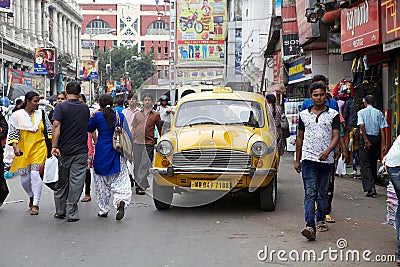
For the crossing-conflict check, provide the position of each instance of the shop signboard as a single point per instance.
(299, 70)
(278, 67)
(307, 31)
(292, 110)
(201, 30)
(390, 22)
(290, 37)
(360, 26)
(44, 61)
(15, 76)
(238, 51)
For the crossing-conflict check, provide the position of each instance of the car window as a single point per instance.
(220, 111)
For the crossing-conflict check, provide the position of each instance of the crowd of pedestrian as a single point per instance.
_____
WORK TO BE COMPLETED
Copy the whole listing above word for word, leaving out the pictures.

EXERCISE RESPONSE
For the crossing-conflict check, provide the position of each instance of the shop signboard as a single point per instance.
(299, 70)
(278, 67)
(307, 31)
(292, 110)
(201, 30)
(390, 22)
(290, 37)
(360, 26)
(44, 61)
(15, 76)
(238, 51)
For the crossing-conflict check, provide the position of each instance of the car window as a single point per instance.
(220, 111)
For the crossing-conflict check, provide the position of each instance of the crowd of pedestrian as a single point per instance.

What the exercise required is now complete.